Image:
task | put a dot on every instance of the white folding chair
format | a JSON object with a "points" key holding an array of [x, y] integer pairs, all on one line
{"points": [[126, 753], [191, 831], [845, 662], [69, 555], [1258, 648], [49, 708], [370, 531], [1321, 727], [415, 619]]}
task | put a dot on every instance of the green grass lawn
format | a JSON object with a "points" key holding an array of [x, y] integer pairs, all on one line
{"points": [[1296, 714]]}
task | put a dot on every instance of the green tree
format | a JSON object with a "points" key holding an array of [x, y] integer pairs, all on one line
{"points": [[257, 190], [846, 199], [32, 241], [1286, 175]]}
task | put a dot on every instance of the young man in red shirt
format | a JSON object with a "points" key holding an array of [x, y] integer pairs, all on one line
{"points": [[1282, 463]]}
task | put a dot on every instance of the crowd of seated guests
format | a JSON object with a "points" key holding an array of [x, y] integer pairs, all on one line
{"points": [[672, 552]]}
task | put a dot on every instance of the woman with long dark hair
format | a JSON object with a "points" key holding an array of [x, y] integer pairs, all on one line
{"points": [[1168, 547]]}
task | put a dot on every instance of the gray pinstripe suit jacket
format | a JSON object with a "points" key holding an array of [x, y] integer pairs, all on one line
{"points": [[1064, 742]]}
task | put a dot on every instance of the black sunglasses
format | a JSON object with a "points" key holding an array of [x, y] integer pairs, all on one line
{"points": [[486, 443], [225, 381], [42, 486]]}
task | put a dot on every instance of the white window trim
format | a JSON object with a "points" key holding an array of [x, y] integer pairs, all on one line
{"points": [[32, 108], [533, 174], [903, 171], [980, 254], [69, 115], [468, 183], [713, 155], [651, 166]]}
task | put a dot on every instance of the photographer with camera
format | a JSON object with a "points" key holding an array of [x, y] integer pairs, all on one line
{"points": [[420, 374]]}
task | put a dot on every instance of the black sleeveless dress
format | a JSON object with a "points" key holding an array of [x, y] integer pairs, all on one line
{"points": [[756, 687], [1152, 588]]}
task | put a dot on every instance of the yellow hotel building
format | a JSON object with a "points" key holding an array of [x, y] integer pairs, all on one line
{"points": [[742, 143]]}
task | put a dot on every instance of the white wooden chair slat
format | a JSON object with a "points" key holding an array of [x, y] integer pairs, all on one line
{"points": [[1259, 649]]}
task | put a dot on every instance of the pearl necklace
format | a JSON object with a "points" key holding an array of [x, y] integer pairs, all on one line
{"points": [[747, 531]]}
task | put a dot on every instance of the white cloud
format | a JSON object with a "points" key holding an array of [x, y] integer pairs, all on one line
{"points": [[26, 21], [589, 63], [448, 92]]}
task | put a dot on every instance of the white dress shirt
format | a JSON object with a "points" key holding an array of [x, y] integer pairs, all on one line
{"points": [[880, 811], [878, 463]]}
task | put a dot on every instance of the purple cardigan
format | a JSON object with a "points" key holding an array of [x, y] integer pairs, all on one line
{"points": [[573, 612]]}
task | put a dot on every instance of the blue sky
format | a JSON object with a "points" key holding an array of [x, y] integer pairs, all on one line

☆ ☆ ☆

### What to produce
Working from the material above, retype it in its entirety without change.

### Expected output
Image:
task | put a dot on every instance of the white folding chair
format | a JSON object with a "points" key holding an array of [x, y] integer pairs, all on one line
{"points": [[126, 753], [191, 831], [845, 662], [69, 555], [1258, 648], [49, 708], [370, 531], [1321, 727], [415, 619]]}
task | put a dot on every instance of the green grass lawn
format | a JSON object with a "points" key holding an array of [x, y] integer pairs, all on one line
{"points": [[1296, 714]]}
task | put a dot on every instance of the green tree
format | a JSON object with a "points" key holding an array of [x, y] integer pairs, all on one line
{"points": [[257, 190], [846, 199], [32, 241], [1286, 175]]}
task | put a dot on every instance of the young man in red shirt
format | a JSON object with a "points" key holding an array of [x, y] integer pairs, all on one line
{"points": [[1282, 463]]}
task | put a dot on every instance of the crowd of seated guests
format | a JSON object with a "points" key holding an array of [x, y] integer pairs, all on one line
{"points": [[672, 552]]}
task | put a dot on every instance of the woman with long dark hair
format | a JSON object with a "points" key holding an array of [x, y] integer pairs, all on one line
{"points": [[1168, 547]]}
task | put a dot on every instance of the gray pinstripe suit jacket
format | a JSON object with a "points" key holding an array of [x, y] integer pairs, all on one line
{"points": [[1064, 742]]}
task | put a dot on every instance of the black sunglasses
format | a JSON object with a "points" key holding an array of [x, y] integer pairs, all on one line
{"points": [[486, 443], [225, 381], [42, 486]]}
task | put a dot on every instance of the white window trim
format | a JSON object with a "points" key holding an array of [x, y] integer pairs, all on one line
{"points": [[32, 108], [533, 174], [903, 171], [980, 254], [69, 115], [468, 183], [713, 155], [651, 166]]}
task | put a dot on every instance of the photographer with camera
format | a JSON object with a "points" key holding an array of [x, y] integer pairs, all on one line
{"points": [[420, 374]]}
task | put a dot on every instance of the black sleeveless dress
format | a JSON object with a "points" key holding an array of [x, y] integer pairs, all on one line
{"points": [[756, 687], [1152, 588]]}
task | put a dot on every instance of the yellow hotel building
format | a JSON object with a "points" key holding an array of [x, y] integer pairs, all on one line
{"points": [[742, 143]]}
task | put a dot on every instance of the white wooden chair slat
format | a JSON object with a "points" key holding an array of [x, y] integer pairs, all on one line
{"points": [[1259, 649]]}
task | put a dot on every instance of the pearl necklace
format | a JSON object with a "points" key holding an array of [x, y] integer pairs, all on one line
{"points": [[747, 531]]}
task | put a dot on every instance of the white cloud
format | a JSON object with a "points" key holding an array of [x, y] integer pairs, all on one line
{"points": [[26, 21], [589, 63], [448, 92]]}
task | put a dot on every instance of the white dress shirt
format | a JSON object with a "points" key holding an array of [x, y] integer pairs, all on one line
{"points": [[880, 811], [878, 463]]}
task | put a dot on every instance of the purple cardigan
format | a JSON object with a "points" key holding an array of [x, y] integer pairs, all on one line
{"points": [[573, 612]]}
task | put a dot on every instance of the blue sky
format | a JSON object with a "points" key holding an array of [x, y] integer pairs, all on one line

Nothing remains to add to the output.